- [EXTRACTED DATA]

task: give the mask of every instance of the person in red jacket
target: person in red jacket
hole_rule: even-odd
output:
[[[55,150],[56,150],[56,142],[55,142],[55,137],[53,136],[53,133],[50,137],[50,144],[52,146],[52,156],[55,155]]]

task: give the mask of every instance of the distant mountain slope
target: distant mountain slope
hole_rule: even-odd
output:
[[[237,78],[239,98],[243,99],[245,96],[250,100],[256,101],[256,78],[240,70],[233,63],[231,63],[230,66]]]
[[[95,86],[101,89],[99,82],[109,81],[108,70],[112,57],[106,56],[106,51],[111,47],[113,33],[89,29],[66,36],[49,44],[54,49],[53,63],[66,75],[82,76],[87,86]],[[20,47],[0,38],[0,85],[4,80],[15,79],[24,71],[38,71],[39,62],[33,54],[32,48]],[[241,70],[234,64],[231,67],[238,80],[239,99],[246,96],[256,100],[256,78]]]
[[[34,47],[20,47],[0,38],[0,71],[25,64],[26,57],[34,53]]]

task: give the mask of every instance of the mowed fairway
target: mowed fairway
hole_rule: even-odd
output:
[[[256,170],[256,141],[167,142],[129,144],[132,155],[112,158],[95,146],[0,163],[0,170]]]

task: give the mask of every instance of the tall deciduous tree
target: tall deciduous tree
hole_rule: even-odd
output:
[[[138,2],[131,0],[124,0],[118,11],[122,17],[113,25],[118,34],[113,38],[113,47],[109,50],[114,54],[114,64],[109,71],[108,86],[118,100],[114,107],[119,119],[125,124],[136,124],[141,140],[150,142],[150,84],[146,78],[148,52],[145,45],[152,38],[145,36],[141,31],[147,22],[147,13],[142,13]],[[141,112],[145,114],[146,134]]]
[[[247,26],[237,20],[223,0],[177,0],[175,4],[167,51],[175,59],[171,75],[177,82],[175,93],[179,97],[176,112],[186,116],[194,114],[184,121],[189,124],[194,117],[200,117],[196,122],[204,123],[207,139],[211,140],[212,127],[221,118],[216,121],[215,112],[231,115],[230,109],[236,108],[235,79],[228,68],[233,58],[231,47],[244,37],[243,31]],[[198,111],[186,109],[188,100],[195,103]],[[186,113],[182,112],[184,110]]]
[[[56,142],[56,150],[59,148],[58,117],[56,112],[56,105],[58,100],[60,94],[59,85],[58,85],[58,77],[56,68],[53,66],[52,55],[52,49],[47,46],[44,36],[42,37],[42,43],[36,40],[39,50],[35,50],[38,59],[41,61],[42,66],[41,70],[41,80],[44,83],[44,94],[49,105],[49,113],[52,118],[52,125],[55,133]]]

- [TASK TO COMPLETE] Reproduce everything from the line containing "task: give the mask of every instance of the tall" down to the end of the records, substituting "broadleaf" for "deciduous" and keeping all else unchanged.

- [RESULT]
task: give the mask of every instance of the tall broadleaf tree
target: tall broadleaf tree
hole_rule: even-odd
output:
[[[138,2],[131,0],[124,0],[118,11],[122,17],[113,25],[118,34],[113,38],[113,47],[109,50],[114,54],[114,64],[109,71],[108,86],[118,100],[114,107],[119,119],[125,124],[136,124],[141,140],[150,142],[150,84],[146,78],[148,52],[145,45],[152,38],[145,36],[141,31],[147,22],[147,13],[142,13]],[[141,112],[145,114],[146,134]]]
[[[247,26],[237,20],[223,0],[177,0],[175,4],[167,51],[175,59],[171,75],[177,82],[175,93],[179,97],[176,112],[186,116],[194,114],[184,121],[189,124],[194,117],[200,117],[196,122],[204,123],[207,139],[211,140],[212,127],[221,118],[216,121],[215,112],[231,115],[230,109],[236,108],[235,79],[228,68],[233,58],[231,47],[244,37],[243,31]],[[198,111],[186,109],[188,100],[195,103]],[[186,113],[182,112],[184,110]]]
[[[56,142],[56,150],[59,148],[58,117],[56,112],[56,105],[58,100],[60,94],[59,85],[58,85],[58,77],[56,68],[53,66],[52,55],[52,49],[47,46],[44,36],[42,37],[42,43],[36,40],[39,50],[35,50],[38,59],[41,61],[42,66],[41,70],[41,80],[44,83],[44,94],[49,105],[49,113],[52,118],[52,125],[55,133]]]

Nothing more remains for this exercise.